## Given problem 1
From the processing fluency passage, echo the text starting at "The processing fluency" and ending at "the human mind.".
## Given problem 2
Summarize the processing fluency passage in two sentences.
## Given problem 3
According to the processing fluency passage, what is processing fluency?

= Processing fluency theory of aesthetic pleasure =

Theory in psychological aesthetics

The processing fluency theory of aesthetic pleasure is a theory in psychological aesthetics on how people experience beauty. Processing fluency is the ease with which information is processed in the human mind.

==Overview==
The theory is based on four basic assumptions:

1. Objects differ in the fluency with which they can be processed. Variables that facilitate fluent processing include objective features of stimuli, like goodness of form, symmetry, figure-ground contrast, as well as experience with a stimulus, like repeated exposure or prototypicality.
2. Processing fluency is itself hedonically marked (that is, it possesses an inherent affective quality) and high fluency is subjectively experienced as positive.
3. In line with the "feelings-as-information" account, processing fluency feeds into judgments of aesthetic appreciation because people draw on their subjective experience in making evaluative judgments, unless the informational value of the experience is called into question.
4. The impact of fluency is moderated by expectations and attribution. On one hand, fluency has a particularly strong impact on affective experience if there are no expectations (that is, its source is unknown and fluent processing comes as a surprise). On the other hand, the fluency-based affective experience is discounted as a source of relevant information when the perceiver attributes the experience to an irrelevant source. This helps explain the inverted U-shaped function often found in research on the effect of complexity on preferences: very complex patterns are not judged as beautiful because they are disfluent, and patterns are judged as more beautiful when they become less complex. When viewers perceive a simple pattern, they are often able to detect the source of fluency—the pattern's simplicity—and do not use this experience of ease for judging the beauty of the pattern.

## Supplied information
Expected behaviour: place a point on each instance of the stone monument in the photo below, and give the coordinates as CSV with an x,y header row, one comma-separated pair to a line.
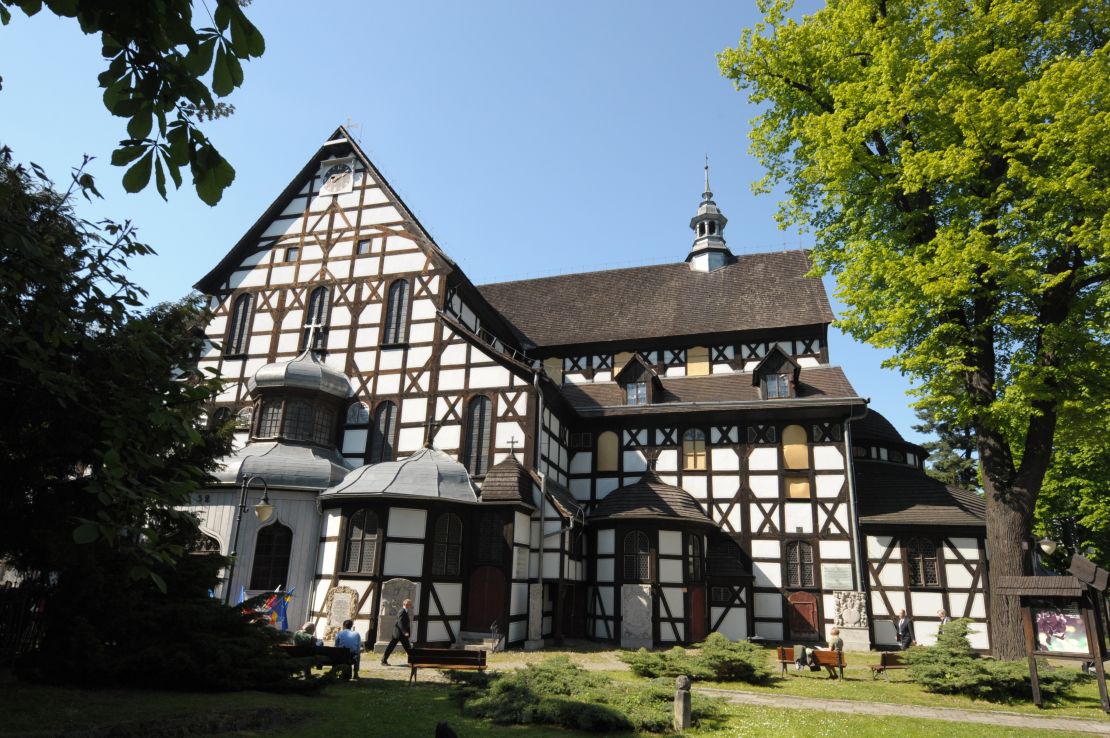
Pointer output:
x,y
850,616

## Written response 1
The processing fluency theory of aesthetic pleasure is a theory in psychological aesthetics on how people experience beauty. Processing fluency is the ease with which information is processed in the human mind.

## Written response 2
The processing fluency theory of aesthetic pleasure holds that people experience beauty partly through how easily they process information, since high fluency is felt as positive and feeds into aesthetic judgments. Fluency's impact depends on expectations and attribution, which helps explain why very complex patterns are not judged beautiful while viewers of a simple pattern often recognize its simplicity as the source of fluency and do not use that ease to judge its beauty.

## Written response 3
It is the ease with which information is processed in the human mind.